# Source document
--- start ---

Somoano helped recruit six top-10 recruiting classes and watched over one of the most successful periods in school history as an assistant coach for nine seasons from 2002 to 2010. The Tar Heels advanced to three consecutive NCAA College Cups, including the 2008 National Championship game, and amassed a 118–52–27 record. He helped lead the Tar Heels to nine All-America honors and 41 All-Atlantic Coast Conference honors as an assistant including the 2003 ACC Rookie of the Year, Jamie Watson.

On 25 April 2011, Somoano was promoted as Bolowich's replacement, thus becoming the fifth head coach in the Tar Heels' history. Upon his unveiling as head coach, he said, "It is an honor to be able to represent the University of North Carolina and its tradition of excellence. I want to thank Mr. Dick Baddour for offering me the opportunity to lead the men's soccer program. When I came to Carolina nine years ago I was immediately welcomed into the Carolina family and I am excited that I will continue to be a part of this great institution. I would also like to thank Elmar Bolowich for his guidance and trust. He gave me the opportunity to be a Tar Heel and he was a great mentor to me."

in his first season with the Tar Heels, he led them to the 2011 NCAA Division I Men's Soccer Championship with a 1–0 win over The University of North Carolina at Charlotte men's soccer team. The Tar Heels posted a 21–2–3 mark en route to the title. They also became only the second team in Atlantic Coast Conference history to claim the treble in a single year by winning the ACC regular season title, the ACC Tournament crown and the national championship. As such, he was awarded the Atlantic Coast Conference Men's Soccer Coach of the Year for the 2011 season.

--- end ---

# Written problem 1
Using the Somoano passage, answer these:
(a) What overall record did the Tar Heels compile during his nine seasons as an assistant coach?
(b) On what date was Somoano promoted to head coach?
(c) By what score did the Tar Heels win the 2011 NCAA Division I Men's Soccer Championship?
# Written problem 2
Transcribe the Somoano passage starting with "Somoano helped recruit" and going on through "Year, Jamie Watson.".
# Written problem 3
Finish out the next part of the Somoano passage, picking up after its final sentence.
The items aren't needed for any of this.

# Entries supplied
--- start ---

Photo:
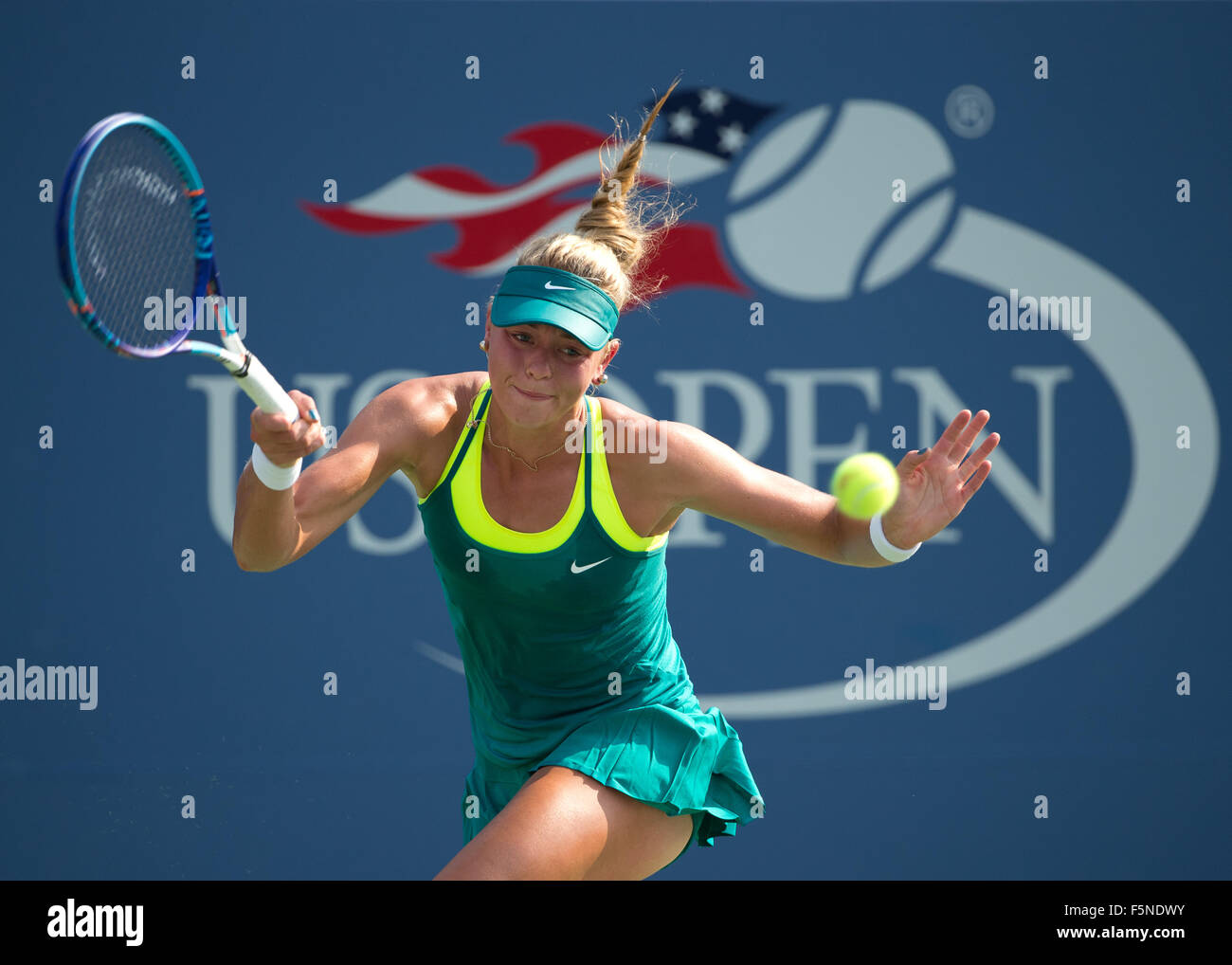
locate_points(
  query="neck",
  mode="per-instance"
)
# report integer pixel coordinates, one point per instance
(546, 442)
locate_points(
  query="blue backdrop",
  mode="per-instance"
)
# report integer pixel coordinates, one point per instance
(812, 313)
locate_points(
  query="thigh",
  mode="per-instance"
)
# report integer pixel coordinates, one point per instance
(563, 825)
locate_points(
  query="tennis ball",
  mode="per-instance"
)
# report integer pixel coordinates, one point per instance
(865, 484)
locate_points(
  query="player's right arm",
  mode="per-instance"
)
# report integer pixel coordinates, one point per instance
(275, 528)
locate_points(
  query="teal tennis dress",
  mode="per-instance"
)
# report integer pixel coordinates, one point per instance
(568, 652)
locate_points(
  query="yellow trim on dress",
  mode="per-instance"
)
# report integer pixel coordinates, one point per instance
(473, 517)
(454, 455)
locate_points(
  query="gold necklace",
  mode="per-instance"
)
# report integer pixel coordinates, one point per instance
(534, 467)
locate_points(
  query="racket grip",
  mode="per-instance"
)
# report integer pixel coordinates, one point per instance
(265, 391)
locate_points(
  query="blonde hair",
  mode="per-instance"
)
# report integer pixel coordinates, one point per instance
(615, 234)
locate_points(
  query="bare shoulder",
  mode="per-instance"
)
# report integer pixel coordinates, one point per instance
(633, 442)
(417, 417)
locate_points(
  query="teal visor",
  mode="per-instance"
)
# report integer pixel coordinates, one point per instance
(531, 294)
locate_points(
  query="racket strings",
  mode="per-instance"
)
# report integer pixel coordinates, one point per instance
(136, 239)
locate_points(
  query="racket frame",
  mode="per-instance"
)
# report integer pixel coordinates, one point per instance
(245, 368)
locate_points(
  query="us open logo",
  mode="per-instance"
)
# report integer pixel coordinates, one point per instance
(811, 220)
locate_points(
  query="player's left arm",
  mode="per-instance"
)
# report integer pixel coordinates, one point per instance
(703, 473)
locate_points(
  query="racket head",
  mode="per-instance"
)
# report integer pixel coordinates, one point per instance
(134, 223)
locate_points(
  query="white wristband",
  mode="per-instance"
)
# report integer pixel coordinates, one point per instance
(883, 546)
(275, 477)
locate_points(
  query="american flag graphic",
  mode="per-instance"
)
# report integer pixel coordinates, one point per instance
(698, 136)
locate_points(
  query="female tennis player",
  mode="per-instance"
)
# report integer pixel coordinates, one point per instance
(592, 756)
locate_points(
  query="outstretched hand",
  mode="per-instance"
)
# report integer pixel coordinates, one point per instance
(934, 484)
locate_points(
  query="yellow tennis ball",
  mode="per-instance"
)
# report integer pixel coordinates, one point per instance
(865, 484)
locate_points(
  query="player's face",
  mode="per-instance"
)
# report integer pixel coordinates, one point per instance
(541, 369)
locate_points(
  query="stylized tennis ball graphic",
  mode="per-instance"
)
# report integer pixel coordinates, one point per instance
(807, 213)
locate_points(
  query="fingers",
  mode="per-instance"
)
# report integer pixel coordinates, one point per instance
(977, 459)
(976, 481)
(913, 459)
(961, 432)
(282, 442)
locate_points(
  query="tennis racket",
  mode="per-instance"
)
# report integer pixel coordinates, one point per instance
(134, 226)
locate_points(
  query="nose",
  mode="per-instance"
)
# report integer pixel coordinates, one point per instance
(537, 365)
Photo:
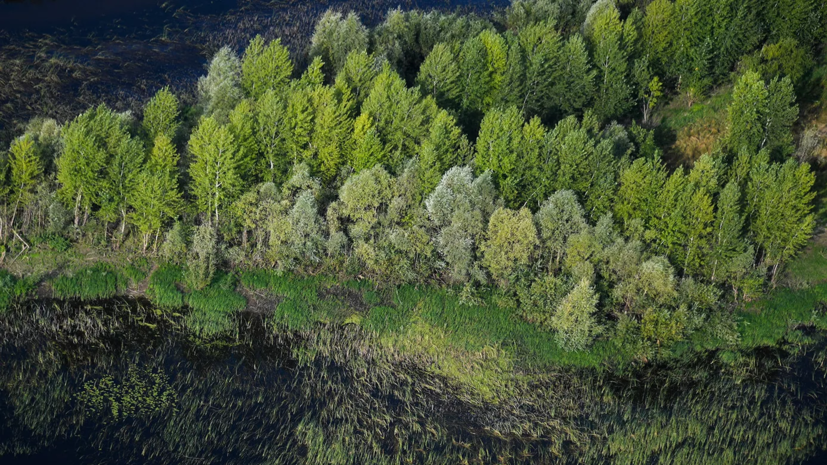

--- end ---

# Task result 1
(a) 118–52–27
(b) 25 April 2011
(c) 1–0

# Task result 2
Somoano helped recruit six top-10 recruiting classes and watched over one of the most successful periods in school history as an assistant coach for nine seasons from 2002 to 2010. The Tar Heels advanced to three consecutive NCAA College Cups, including the 2008 National Championship game, and amassed a 118–52–27 record. He helped lead the Tar Heels to nine All-America honors and 41 All-Atlantic Coast Conference honors as an assistant including the 2003 ACC Rookie of the Year, Jamie Watson.

# Task result 3
In the following season, the Tar Heels did well in recording a 16–4–3 mark and came within one match of a fifth-straight College Cup, ultimately falling 1–0 to eventual national champion Indiana in the quarterfinal round of the NCAA tournament. The 2013 Tar Heels featured one of the top defensive sides in the nation and they advanced to the second round of the NCAA tournament, finishing with a 9–6–5 record. 2014 turned out to be another stellar campaign for the Tar Heels, who posted a 15–5–2 overall mark and again reached the NCAA quarter-finals for the sixth time in the last seven seasons. They were a prolific scoring team, leading the country in goals (52) and total points (157) and were second with 53 assists.

As of August 2015, Somoano's record with the Tar Heels is 61–17–13.